• Problem to solve: State how many lines of the material below contain the string "wooden", matching case exactly. Give only the number.

• Records to process:
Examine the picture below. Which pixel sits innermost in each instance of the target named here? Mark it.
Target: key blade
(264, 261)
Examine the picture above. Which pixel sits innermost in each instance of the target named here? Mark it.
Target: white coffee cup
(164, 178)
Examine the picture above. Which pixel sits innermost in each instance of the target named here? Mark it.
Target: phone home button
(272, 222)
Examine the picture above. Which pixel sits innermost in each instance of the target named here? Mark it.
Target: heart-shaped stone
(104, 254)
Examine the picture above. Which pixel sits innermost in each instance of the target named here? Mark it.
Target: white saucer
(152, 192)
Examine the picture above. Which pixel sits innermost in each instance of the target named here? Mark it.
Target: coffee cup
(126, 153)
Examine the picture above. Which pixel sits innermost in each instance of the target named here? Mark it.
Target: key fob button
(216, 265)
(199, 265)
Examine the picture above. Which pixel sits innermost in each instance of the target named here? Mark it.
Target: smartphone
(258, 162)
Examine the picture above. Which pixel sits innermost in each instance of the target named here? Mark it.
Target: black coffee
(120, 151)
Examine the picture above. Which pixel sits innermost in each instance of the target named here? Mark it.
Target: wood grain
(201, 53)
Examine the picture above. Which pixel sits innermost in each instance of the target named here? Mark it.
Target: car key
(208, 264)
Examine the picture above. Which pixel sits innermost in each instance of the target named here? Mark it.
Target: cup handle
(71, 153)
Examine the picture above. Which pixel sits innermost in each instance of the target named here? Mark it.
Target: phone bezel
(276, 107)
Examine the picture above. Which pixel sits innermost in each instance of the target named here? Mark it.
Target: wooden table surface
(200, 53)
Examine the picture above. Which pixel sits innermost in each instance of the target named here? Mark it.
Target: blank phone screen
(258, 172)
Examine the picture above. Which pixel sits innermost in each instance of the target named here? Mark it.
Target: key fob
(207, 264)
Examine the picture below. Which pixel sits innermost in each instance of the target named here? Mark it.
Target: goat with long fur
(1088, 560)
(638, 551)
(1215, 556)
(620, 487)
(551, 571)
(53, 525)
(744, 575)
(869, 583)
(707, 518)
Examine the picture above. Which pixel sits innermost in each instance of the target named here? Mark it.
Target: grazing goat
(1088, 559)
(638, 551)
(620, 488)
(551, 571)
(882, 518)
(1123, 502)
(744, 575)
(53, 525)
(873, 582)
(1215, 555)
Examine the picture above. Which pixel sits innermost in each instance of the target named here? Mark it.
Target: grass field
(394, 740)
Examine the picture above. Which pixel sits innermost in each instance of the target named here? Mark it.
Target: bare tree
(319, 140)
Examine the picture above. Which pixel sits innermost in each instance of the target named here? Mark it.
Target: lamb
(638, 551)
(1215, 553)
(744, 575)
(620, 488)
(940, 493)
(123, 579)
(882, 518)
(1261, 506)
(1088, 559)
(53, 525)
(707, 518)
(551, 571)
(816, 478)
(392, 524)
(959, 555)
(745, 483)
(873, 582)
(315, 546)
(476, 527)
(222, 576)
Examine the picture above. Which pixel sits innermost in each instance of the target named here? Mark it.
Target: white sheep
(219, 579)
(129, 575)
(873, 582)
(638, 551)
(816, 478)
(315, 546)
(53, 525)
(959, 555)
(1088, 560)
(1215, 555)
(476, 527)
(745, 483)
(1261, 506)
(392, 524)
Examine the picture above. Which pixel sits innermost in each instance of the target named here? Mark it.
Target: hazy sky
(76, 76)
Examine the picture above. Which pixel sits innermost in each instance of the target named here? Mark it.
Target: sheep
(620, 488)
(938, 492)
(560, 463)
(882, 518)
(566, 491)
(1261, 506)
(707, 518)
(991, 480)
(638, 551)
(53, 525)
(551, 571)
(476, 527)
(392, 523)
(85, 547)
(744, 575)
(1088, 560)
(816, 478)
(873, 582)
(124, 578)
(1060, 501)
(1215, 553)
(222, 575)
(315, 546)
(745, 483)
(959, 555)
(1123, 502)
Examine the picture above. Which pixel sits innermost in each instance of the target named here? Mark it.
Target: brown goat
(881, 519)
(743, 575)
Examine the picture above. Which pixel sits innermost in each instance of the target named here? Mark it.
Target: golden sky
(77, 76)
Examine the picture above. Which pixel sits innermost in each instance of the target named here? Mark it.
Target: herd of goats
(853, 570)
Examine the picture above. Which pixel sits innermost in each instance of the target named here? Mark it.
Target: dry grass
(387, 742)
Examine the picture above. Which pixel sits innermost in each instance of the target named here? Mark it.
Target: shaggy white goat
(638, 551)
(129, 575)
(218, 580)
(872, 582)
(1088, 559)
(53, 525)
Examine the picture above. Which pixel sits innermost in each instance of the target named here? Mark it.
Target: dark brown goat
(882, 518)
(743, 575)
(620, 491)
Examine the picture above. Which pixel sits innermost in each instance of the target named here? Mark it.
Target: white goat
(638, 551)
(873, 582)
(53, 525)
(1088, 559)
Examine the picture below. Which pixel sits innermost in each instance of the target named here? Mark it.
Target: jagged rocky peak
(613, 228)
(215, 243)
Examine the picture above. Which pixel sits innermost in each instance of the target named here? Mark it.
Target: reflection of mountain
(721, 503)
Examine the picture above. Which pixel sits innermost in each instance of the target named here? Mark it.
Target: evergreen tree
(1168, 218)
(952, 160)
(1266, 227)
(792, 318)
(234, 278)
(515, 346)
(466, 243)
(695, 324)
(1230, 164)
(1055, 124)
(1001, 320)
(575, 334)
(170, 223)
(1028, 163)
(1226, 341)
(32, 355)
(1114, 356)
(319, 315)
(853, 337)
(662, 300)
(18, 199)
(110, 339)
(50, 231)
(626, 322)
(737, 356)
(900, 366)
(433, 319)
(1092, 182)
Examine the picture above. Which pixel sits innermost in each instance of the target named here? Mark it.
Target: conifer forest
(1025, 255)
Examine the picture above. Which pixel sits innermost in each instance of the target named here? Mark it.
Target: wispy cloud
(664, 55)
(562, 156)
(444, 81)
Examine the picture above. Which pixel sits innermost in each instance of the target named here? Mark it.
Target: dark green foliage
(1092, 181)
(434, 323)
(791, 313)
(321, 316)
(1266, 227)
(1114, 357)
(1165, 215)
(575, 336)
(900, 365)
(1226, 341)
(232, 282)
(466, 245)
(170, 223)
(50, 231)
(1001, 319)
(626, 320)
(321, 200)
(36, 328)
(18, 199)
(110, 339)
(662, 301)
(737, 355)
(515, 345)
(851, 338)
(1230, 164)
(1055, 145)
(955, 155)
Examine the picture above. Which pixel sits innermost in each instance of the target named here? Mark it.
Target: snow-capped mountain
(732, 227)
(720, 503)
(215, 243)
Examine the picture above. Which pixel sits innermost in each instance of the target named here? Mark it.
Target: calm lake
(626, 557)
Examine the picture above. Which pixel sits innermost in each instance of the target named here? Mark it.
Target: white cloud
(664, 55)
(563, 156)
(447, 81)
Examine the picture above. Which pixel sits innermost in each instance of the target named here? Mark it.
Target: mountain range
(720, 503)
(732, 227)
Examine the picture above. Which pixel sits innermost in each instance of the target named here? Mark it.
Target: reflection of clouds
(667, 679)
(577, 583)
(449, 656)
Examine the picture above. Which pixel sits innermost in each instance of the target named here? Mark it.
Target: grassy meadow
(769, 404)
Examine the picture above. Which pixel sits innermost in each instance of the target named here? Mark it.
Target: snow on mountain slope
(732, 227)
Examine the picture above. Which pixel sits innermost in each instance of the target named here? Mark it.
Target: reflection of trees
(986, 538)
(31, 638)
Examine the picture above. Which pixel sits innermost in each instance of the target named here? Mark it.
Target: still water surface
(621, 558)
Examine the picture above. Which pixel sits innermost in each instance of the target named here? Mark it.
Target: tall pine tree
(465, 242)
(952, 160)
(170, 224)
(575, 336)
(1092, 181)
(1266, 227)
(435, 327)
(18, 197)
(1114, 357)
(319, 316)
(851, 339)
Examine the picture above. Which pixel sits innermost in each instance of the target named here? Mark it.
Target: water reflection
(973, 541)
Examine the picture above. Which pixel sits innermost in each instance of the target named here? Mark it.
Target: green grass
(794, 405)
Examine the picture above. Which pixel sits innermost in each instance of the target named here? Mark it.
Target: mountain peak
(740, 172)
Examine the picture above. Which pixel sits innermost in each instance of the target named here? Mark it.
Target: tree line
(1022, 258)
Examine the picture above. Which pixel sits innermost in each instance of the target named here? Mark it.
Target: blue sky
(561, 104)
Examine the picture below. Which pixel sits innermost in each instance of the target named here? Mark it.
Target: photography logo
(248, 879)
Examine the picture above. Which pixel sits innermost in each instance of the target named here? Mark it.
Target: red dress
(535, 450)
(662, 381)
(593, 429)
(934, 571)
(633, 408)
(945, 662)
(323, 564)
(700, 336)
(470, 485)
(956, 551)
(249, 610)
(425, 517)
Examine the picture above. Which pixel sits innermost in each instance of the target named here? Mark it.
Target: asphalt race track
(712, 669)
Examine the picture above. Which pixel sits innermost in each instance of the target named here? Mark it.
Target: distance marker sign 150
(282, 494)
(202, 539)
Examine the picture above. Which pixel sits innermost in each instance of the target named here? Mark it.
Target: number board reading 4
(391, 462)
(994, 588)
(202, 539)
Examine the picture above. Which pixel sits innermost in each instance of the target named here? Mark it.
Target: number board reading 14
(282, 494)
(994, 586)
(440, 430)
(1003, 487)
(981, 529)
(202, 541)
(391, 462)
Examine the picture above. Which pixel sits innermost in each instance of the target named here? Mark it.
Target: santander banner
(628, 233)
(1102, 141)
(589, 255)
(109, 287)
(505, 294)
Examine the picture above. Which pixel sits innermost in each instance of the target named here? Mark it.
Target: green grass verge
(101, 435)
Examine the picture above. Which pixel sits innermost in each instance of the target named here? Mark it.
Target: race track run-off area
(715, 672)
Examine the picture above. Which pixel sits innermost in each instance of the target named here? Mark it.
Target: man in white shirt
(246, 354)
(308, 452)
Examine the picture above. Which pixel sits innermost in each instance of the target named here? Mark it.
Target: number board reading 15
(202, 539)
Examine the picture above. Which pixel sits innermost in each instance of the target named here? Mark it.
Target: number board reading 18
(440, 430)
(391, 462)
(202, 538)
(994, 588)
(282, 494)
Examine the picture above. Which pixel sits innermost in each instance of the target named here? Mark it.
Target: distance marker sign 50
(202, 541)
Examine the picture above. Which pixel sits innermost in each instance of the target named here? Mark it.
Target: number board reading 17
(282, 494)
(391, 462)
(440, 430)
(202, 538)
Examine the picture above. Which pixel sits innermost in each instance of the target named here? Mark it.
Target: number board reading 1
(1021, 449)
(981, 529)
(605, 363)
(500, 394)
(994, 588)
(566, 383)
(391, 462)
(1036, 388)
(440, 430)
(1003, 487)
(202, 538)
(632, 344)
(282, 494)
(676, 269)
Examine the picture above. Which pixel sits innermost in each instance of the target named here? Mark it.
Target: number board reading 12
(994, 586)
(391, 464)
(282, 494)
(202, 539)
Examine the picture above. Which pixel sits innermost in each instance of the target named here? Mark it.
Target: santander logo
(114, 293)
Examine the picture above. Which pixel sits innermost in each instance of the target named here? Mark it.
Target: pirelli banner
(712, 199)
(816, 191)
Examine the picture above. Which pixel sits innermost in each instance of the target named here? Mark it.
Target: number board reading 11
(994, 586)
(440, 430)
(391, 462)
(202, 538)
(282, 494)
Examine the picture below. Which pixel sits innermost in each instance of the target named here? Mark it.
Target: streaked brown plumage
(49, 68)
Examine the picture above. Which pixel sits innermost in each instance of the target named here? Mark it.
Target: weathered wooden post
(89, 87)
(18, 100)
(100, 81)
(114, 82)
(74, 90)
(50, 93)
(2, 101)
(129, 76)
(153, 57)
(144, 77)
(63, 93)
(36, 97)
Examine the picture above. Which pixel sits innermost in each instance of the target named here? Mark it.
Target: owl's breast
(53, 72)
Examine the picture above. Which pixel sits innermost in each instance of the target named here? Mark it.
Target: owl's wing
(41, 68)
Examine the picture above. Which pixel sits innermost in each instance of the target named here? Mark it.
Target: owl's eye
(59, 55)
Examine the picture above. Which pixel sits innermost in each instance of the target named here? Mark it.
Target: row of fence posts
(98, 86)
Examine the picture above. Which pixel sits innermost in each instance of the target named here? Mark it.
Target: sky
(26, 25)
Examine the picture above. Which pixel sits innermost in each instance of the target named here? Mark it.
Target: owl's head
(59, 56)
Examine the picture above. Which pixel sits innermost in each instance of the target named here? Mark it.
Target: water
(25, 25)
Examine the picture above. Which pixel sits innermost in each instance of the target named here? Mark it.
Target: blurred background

• Output below: 2